• EXERCISE GOAL
Working from the line that contains "Could you please outline every instance of the side" down to the last line below, repeat each line exactly.

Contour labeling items
• • • • •

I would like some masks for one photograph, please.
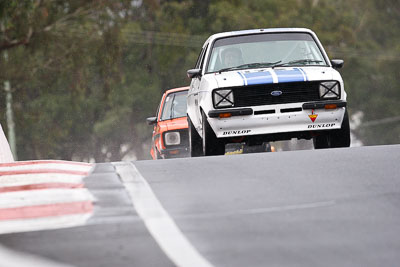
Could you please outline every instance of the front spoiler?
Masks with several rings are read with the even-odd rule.
[[[336,104],[338,107],[325,109],[326,104]],[[343,101],[309,102],[302,104],[300,106],[302,108],[299,104],[290,104],[285,105],[285,108],[298,107],[300,111],[285,113],[279,112],[282,105],[259,106],[253,107],[253,112],[249,115],[232,115],[229,118],[210,117],[208,122],[218,138],[334,130],[341,128],[345,105],[346,102]],[[263,109],[276,109],[276,112],[257,113]]]

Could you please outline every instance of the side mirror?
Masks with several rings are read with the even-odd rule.
[[[201,75],[201,69],[191,69],[187,71],[187,75],[190,79],[196,78]]]
[[[340,69],[343,67],[344,61],[343,59],[332,59],[331,64],[334,69]]]
[[[146,119],[148,125],[153,125],[157,123],[157,117],[150,117]]]

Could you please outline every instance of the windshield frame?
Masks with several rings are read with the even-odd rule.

• • • • •

• TASK SOLUTION
Could you please outline every instance of the side mirror?
Masks with several rings are read with the even-odd rule.
[[[201,75],[201,69],[191,69],[187,71],[187,75],[190,79],[196,78]]]
[[[340,69],[343,67],[344,61],[343,59],[332,59],[331,64],[334,69]]]
[[[146,119],[148,125],[153,125],[157,123],[157,117],[150,117]]]

Could you please outline every instance of the windshield frame?
Masks with several rings are read with the even-odd rule.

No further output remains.